## DATASET ENTRIES
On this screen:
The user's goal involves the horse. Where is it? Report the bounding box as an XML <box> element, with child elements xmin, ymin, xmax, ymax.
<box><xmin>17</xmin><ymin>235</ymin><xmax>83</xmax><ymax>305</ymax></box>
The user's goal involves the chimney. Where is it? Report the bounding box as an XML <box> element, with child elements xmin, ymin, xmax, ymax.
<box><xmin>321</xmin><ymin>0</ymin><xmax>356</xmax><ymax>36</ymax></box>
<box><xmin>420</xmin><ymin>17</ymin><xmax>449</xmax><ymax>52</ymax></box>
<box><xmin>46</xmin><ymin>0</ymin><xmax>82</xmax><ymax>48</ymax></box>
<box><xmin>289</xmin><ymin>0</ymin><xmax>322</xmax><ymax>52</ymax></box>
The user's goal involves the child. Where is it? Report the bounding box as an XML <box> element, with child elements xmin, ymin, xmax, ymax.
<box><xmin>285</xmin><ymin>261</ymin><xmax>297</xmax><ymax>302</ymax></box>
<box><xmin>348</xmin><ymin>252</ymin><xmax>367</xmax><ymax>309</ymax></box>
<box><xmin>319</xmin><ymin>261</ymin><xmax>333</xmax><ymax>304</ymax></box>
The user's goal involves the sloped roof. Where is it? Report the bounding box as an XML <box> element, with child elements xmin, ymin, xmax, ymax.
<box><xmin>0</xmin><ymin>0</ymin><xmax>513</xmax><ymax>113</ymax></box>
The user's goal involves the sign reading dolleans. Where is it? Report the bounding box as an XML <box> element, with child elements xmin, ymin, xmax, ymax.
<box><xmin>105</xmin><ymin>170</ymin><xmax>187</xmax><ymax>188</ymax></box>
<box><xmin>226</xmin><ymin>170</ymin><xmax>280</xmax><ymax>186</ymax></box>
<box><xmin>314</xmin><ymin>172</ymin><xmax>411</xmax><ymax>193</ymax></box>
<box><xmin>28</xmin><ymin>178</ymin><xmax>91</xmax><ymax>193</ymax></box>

## GIVEN EXERCISE
Copy out every line of the listing above that contains the string "involves". Matching is case-sensitive.

## WORKED ANSWER
The user's goal involves the horse. Where is it? Report the bounding box as an XML <box> element, with child elements xmin, ymin, xmax, ymax.
The user's goal involves the chimney. Where is it? Report the bounding box as an XML <box> element, with child elements xmin, ymin, xmax, ymax.
The user's goal involves the child. Where is it? Report the bounding box as an XML <box> element, with child elements xmin, ymin, xmax, ymax.
The user's goal involves the sloped roof. Where is it? Report the bounding box as an XML <box> element, with child elements xmin, ymin, xmax, ymax.
The user's goal involves the sign reading dolleans. Where is it? Report the bounding box as an XML <box> element, with child elements xmin, ymin, xmax, ymax.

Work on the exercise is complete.